**Tasks to complete**:
**A.** For each statement below, say whether it agrees with the structure-from-motion passage, answering yes or no and quoting the words from the passage that decide it: (i) HSfM processes its input as a pure batch. (ii) Wilson and Snavely handle repetitive structures by enforcing loop constraints. (iii) The Hybrid SfM pipeline estimates the translations of the scene in a community based global algorithm.
**B.** Rewrite the listing from its start through the line containing "(543, 1069)", replacing "row-crop scouting" with "field inspection" and leaving everything else unchanged. Give only those lines, without the pictures.

**Document text**:
* * *

Our work bases on a lightweight representation of the complete scene as a viewgraph. Many existing approaches investigated robustification of the global view-graph by filtering out bad epipolar geometries [6, 34] and enforcing loop constraints [38]. Wilson and Snavely [35] are able to reconstruct scenes with repetitive structures by scoring repetitive features using local clustering. Recent work of Cui [5] takes a similar approach to our pipeline. The Hybrid SfM pipeline estimates all rotations of the viewgraph in a community based global algorithm. The estimated orientations are leveraged in the second phase of the pipeline by estimating the translations and structure of the scene in an incremental scheme with reduced dimensionality. While sharing the idea of combining global and incremental schemes, HSfM is a pure batch processing algorithm. The global rotation averaging needs access to the complete view graph in advance which is not available in a progressive scheme. In our work we combine a dynamic global view graph with a local clustering based on a connectivity score and combine the advantages of incremental and global structure from motion. In order to accommodate for the demands of a progressive pipeline, we allow for flexibility in already reconstructed parts of the model and constantly verify the local reconstructions against the globally optimized viewgraph.

* * *

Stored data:
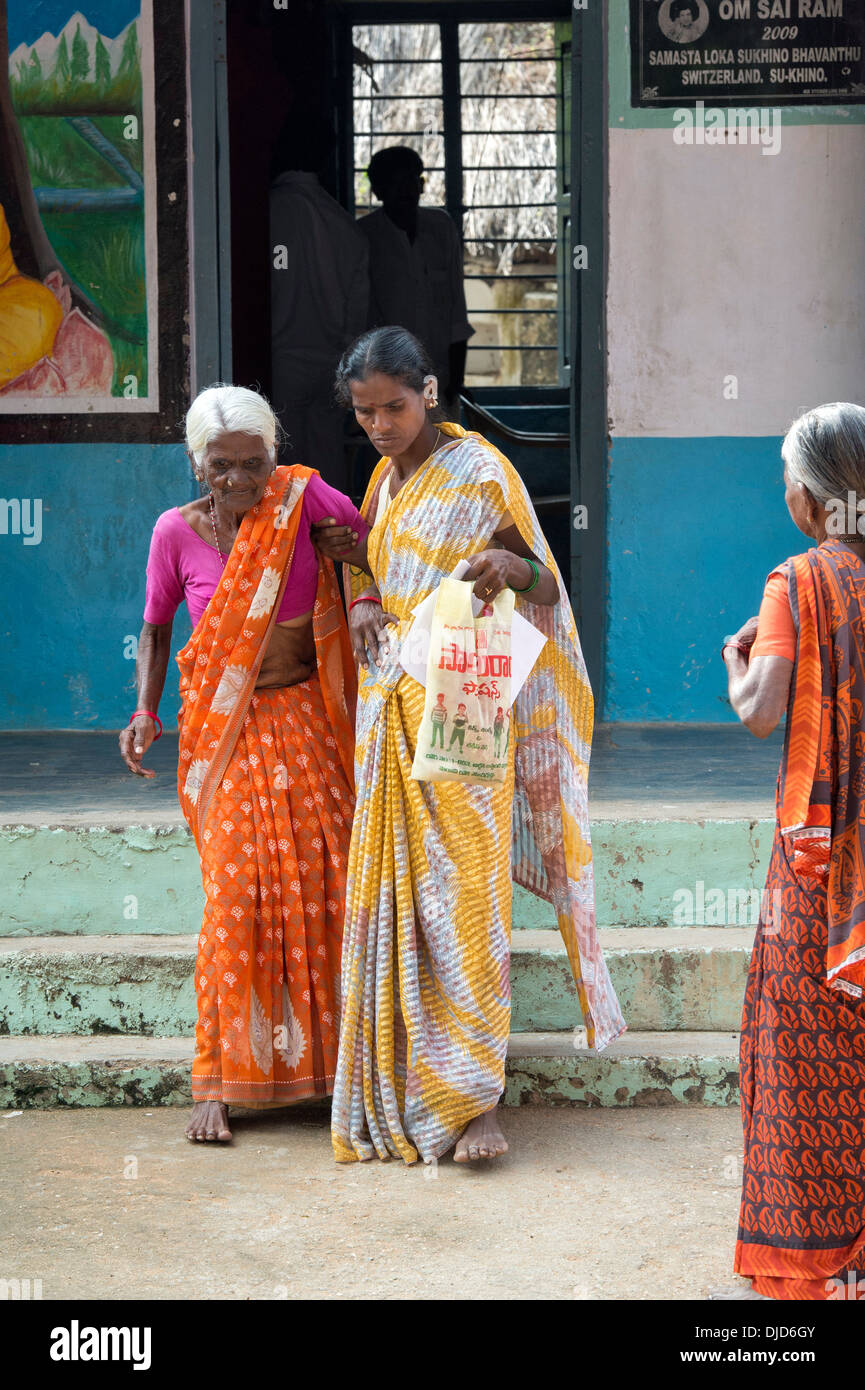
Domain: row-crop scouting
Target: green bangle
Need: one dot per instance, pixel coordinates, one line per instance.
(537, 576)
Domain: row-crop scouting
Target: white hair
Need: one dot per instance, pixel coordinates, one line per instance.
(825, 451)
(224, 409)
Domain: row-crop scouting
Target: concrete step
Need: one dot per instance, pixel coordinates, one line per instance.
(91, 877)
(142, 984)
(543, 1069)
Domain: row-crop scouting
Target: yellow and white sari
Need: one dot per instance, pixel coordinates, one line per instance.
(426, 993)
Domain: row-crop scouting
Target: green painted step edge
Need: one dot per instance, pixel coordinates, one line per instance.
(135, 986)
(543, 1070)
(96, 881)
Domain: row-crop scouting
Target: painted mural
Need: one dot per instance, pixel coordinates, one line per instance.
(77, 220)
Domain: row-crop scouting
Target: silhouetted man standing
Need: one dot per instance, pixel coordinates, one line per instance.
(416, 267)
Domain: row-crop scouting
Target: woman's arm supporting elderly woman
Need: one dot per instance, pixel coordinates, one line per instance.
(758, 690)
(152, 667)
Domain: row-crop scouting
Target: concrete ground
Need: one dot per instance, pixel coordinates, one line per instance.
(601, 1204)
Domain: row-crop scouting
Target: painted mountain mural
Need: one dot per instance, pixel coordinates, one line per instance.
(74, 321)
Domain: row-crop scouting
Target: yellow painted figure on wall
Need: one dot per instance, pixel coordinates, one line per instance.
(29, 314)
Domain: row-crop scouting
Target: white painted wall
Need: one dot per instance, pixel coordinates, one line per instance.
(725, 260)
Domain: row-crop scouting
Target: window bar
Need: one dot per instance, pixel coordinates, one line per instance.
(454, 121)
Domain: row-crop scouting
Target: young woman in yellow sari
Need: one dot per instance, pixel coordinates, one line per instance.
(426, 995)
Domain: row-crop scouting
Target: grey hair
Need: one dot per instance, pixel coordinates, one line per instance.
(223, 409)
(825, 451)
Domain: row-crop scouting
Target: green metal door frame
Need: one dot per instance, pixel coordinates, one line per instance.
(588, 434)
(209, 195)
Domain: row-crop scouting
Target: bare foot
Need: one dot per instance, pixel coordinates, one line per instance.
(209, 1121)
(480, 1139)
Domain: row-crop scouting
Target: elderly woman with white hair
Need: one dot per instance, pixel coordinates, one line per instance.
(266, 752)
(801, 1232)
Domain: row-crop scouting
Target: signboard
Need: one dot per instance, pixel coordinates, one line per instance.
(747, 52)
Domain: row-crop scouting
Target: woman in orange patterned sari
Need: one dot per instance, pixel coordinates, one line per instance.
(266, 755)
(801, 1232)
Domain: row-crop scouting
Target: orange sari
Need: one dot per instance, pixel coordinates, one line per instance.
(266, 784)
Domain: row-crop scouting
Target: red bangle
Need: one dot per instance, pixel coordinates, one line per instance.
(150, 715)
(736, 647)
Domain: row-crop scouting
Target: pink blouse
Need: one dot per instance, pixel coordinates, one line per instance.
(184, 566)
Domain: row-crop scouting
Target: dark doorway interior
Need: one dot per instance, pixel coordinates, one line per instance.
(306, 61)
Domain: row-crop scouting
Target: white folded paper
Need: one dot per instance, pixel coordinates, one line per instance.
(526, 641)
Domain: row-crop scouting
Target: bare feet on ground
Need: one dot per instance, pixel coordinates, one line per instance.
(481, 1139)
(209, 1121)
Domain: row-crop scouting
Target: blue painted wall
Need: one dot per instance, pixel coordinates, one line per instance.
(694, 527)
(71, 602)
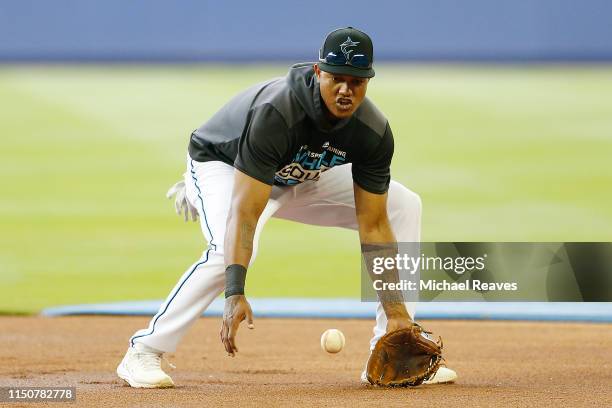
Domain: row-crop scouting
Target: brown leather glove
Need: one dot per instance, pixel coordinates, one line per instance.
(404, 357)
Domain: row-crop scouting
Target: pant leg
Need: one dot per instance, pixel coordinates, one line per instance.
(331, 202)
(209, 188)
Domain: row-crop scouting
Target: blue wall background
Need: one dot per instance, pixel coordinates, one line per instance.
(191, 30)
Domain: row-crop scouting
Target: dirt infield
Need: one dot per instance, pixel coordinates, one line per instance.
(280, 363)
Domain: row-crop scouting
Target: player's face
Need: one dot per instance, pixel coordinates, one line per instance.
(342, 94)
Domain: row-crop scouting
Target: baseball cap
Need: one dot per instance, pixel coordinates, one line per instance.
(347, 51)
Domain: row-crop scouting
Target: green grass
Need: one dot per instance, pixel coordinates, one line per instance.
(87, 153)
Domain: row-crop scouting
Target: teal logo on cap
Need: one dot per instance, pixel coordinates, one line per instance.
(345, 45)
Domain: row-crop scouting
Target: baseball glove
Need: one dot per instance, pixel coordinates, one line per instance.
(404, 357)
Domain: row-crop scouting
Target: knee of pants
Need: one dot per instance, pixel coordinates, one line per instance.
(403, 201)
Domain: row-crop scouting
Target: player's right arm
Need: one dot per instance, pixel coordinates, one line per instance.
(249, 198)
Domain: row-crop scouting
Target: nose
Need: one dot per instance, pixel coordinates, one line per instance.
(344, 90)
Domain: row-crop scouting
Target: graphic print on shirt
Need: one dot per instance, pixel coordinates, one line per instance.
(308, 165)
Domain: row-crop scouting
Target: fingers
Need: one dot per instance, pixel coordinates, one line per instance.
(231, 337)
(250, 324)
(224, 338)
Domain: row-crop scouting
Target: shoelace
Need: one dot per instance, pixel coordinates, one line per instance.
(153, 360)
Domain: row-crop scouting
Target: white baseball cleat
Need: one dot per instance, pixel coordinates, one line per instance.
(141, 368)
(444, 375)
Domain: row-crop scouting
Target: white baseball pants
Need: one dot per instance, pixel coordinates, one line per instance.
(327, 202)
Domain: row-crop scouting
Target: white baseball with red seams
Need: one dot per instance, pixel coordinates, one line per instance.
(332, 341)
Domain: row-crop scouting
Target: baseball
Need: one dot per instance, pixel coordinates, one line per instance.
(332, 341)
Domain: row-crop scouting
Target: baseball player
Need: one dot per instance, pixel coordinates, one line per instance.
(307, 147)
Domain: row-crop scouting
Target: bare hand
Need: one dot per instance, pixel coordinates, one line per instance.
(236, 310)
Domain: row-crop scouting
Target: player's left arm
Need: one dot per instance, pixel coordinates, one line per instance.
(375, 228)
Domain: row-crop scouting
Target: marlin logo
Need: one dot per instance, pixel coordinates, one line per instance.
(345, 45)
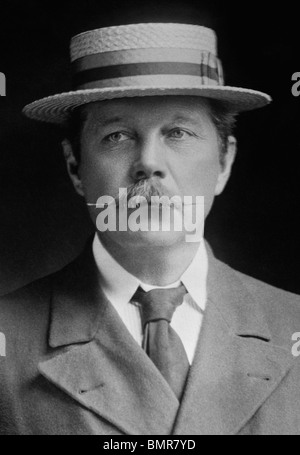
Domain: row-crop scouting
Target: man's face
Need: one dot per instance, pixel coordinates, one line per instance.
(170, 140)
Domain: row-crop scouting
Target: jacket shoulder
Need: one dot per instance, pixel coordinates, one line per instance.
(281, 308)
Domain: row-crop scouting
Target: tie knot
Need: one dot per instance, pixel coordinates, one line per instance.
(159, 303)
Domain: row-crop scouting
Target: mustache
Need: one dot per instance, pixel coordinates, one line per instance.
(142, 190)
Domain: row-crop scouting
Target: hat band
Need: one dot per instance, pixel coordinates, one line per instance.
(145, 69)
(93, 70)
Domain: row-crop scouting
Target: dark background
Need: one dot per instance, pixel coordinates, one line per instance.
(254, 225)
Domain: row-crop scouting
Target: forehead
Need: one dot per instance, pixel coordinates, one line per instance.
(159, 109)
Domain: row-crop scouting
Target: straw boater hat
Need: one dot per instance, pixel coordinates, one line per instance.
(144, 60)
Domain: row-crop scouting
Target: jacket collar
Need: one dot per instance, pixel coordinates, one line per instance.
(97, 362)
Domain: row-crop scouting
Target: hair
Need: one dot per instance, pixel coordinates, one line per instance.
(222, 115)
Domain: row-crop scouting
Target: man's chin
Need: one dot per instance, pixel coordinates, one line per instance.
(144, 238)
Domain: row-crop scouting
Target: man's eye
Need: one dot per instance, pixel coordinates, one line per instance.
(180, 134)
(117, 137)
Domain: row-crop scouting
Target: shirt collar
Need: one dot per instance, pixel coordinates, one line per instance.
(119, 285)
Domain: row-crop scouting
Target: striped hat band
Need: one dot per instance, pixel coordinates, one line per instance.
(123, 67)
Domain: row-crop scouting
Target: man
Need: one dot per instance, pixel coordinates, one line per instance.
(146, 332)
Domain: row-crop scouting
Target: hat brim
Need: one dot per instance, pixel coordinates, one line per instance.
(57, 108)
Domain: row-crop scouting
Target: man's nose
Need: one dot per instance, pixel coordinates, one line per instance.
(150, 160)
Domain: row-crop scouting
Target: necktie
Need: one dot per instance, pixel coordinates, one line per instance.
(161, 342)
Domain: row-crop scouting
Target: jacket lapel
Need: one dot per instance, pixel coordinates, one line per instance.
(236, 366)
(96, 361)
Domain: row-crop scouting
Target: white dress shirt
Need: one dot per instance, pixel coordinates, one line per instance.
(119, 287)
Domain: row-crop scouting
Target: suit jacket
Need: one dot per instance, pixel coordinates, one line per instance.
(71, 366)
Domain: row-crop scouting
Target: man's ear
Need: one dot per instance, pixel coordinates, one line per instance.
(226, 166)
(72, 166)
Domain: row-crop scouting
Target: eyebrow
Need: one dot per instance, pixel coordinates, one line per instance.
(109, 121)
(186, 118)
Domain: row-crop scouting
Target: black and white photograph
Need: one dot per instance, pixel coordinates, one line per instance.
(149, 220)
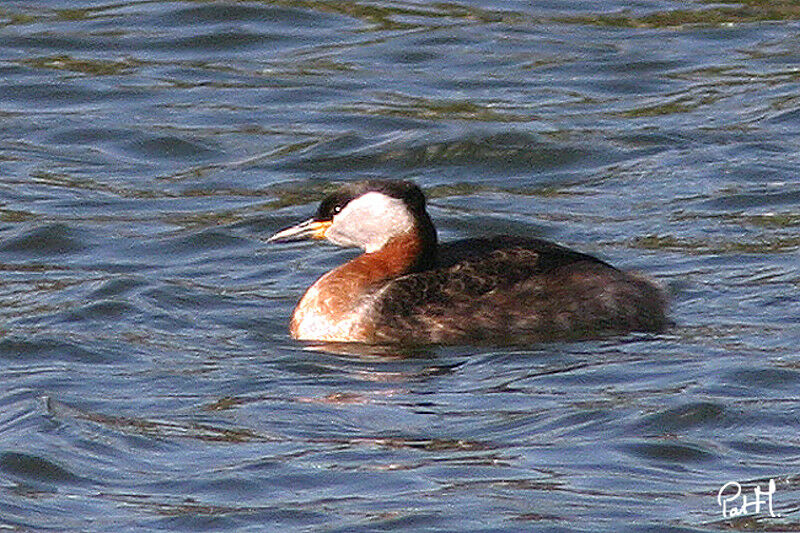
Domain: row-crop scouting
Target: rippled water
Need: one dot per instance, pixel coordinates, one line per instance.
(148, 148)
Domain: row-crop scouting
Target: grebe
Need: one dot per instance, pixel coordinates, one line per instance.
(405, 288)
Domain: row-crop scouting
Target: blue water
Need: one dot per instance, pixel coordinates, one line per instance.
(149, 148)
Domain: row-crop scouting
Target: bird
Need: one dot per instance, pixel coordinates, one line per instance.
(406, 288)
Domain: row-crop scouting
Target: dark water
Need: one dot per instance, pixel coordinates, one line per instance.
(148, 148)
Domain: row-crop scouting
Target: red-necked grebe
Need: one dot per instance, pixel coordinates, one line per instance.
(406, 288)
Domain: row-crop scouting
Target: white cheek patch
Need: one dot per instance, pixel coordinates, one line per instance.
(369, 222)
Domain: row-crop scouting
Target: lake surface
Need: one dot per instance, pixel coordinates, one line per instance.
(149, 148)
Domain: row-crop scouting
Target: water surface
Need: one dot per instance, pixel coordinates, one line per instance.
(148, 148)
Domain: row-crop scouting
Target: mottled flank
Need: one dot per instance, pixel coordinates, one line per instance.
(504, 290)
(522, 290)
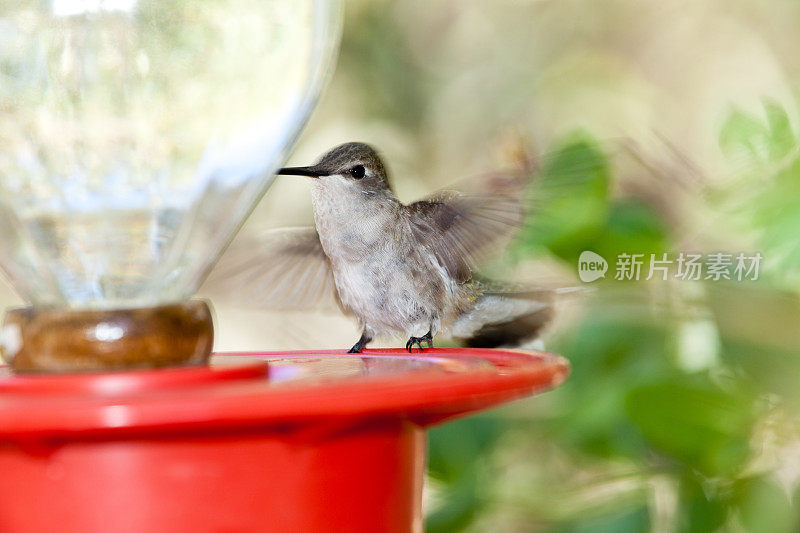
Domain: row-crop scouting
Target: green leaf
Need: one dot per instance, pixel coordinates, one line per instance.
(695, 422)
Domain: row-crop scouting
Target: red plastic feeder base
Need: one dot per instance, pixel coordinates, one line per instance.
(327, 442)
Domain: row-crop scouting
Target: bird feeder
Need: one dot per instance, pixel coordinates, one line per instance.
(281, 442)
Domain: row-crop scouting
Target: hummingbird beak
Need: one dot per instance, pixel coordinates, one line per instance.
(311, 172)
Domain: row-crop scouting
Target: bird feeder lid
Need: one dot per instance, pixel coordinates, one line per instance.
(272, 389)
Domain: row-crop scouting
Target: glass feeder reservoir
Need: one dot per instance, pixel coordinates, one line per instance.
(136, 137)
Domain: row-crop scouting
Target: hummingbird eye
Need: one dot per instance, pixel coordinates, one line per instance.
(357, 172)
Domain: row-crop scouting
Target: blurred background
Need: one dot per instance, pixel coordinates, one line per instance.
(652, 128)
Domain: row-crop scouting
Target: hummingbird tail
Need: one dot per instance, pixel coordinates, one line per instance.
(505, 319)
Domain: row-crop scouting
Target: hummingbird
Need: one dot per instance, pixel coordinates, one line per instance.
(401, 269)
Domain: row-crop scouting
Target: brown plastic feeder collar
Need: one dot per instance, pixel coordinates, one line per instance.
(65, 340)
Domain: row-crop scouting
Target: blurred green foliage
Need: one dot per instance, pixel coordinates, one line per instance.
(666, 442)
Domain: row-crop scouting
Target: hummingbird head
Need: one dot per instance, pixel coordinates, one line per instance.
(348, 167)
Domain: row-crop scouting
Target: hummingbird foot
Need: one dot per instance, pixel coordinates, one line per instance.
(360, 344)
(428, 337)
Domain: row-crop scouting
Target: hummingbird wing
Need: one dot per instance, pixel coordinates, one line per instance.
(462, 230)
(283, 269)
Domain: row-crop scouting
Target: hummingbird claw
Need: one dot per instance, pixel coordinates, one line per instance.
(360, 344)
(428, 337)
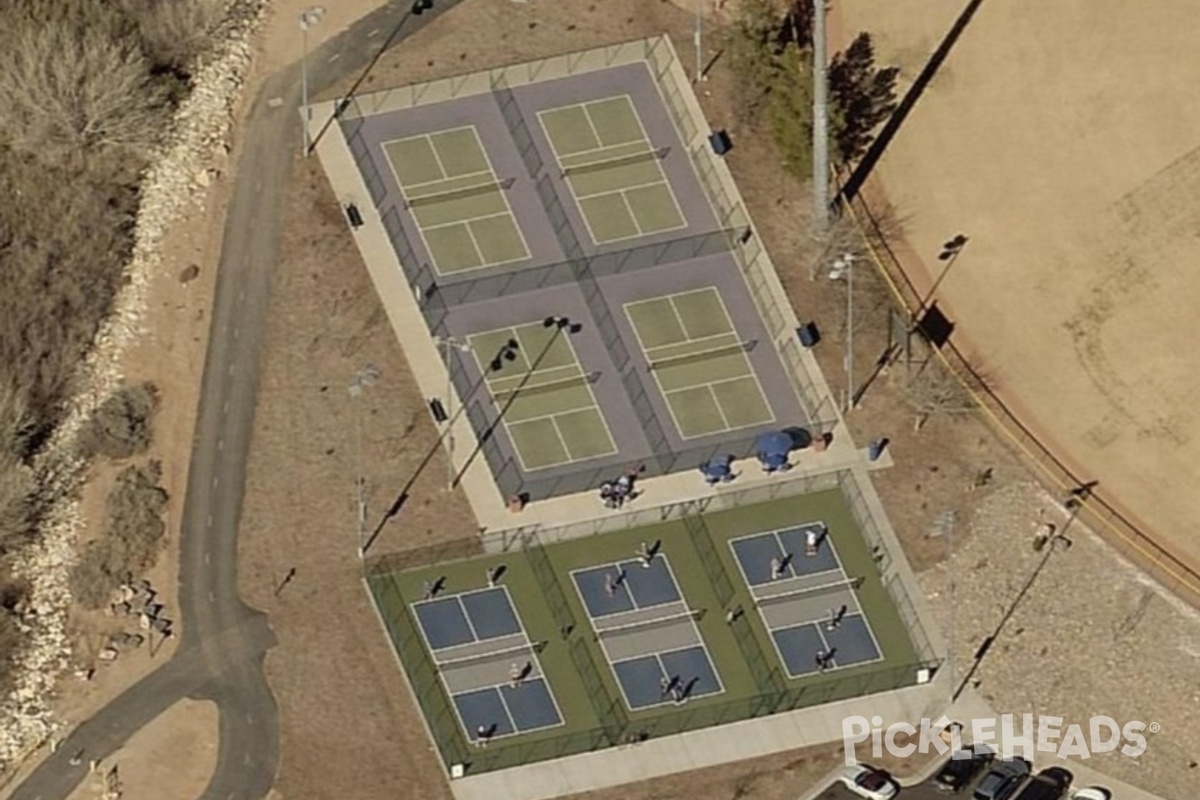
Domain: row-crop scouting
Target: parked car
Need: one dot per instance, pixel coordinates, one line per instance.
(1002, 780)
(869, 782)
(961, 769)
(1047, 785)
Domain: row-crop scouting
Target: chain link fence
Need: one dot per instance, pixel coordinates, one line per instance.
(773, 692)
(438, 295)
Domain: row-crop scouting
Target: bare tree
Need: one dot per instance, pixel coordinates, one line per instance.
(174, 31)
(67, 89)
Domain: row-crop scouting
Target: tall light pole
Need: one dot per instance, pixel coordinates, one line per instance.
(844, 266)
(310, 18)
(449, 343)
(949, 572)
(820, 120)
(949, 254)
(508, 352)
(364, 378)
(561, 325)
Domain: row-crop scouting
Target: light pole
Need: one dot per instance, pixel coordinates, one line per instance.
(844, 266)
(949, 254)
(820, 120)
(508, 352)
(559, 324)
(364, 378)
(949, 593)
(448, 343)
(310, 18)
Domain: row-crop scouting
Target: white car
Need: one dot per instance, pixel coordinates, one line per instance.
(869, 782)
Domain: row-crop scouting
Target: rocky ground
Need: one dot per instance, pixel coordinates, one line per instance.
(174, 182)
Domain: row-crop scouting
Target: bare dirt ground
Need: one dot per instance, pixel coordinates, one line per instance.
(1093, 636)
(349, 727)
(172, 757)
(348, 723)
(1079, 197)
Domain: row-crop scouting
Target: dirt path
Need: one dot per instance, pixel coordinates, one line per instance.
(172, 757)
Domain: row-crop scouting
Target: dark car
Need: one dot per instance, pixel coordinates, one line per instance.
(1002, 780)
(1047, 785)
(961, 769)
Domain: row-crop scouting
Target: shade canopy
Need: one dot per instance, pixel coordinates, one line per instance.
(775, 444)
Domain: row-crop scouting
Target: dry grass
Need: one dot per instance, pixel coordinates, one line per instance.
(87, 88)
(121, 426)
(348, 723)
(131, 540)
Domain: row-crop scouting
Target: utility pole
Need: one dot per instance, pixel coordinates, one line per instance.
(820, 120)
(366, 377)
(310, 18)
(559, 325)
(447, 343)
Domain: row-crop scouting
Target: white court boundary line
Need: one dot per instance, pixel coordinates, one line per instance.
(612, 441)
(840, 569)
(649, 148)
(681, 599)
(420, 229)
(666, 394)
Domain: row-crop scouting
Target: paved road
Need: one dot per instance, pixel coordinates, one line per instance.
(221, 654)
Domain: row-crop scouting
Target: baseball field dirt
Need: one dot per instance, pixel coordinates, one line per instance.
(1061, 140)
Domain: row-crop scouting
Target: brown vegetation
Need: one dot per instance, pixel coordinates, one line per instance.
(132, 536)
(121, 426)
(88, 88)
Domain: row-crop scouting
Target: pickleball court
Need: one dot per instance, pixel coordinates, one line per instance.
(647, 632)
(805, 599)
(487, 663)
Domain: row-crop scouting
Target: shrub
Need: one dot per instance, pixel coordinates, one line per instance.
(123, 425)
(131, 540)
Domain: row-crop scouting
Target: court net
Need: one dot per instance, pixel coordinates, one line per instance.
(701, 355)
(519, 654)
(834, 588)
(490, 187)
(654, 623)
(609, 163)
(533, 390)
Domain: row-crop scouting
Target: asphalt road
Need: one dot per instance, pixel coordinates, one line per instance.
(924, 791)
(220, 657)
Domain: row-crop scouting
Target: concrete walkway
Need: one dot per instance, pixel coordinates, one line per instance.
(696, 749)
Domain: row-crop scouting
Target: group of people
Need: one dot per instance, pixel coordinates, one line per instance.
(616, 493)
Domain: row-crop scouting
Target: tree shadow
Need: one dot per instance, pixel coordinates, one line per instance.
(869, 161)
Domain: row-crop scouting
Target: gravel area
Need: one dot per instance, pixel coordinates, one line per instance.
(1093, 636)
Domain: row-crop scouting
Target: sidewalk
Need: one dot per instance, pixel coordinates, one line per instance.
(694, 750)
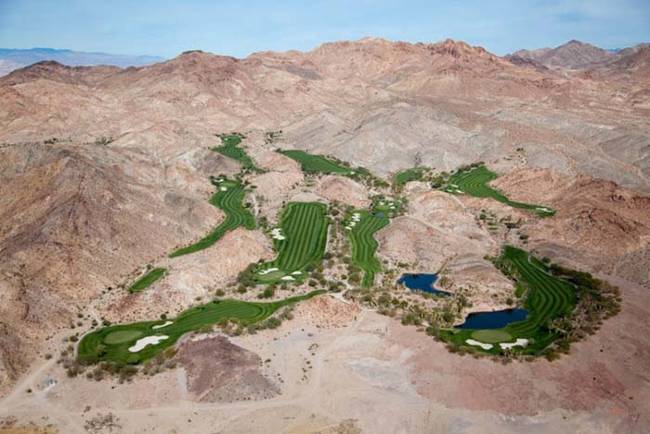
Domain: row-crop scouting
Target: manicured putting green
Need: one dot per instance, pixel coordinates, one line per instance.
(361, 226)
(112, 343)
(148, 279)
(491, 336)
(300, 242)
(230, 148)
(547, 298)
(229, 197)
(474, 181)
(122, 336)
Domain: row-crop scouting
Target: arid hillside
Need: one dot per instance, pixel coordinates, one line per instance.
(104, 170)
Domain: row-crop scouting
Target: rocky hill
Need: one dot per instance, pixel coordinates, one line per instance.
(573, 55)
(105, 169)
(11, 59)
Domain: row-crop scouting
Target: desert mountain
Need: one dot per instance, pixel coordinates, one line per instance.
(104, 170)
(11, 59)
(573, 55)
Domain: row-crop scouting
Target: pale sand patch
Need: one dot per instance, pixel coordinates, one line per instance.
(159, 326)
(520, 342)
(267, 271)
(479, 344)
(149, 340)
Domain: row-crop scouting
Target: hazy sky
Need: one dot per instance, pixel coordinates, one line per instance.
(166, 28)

* * *

**Problem solutions**:
**A.**
(i) Yes: "HSfM is a pure batch processing algorithm."
(ii) No: "by scoring repetitive features using local clustering."
(iii) No: "estimating the translations and structure of the scene in an incremental scheme with reduced dimensionality."

**B.**
Domain: field inspection
Target: green bangle
Need: one dot per instance, pixel coordinates, one line per instance.
(537, 576)
Domain: field inspection
Target: white hair
Need: one dot per instance, pixel coordinates, one line per instance.
(825, 451)
(224, 409)
Domain: field inspection
Target: concrete step
Need: one dot per instance, pixel coordinates, one line per instance.
(91, 877)
(142, 984)
(543, 1069)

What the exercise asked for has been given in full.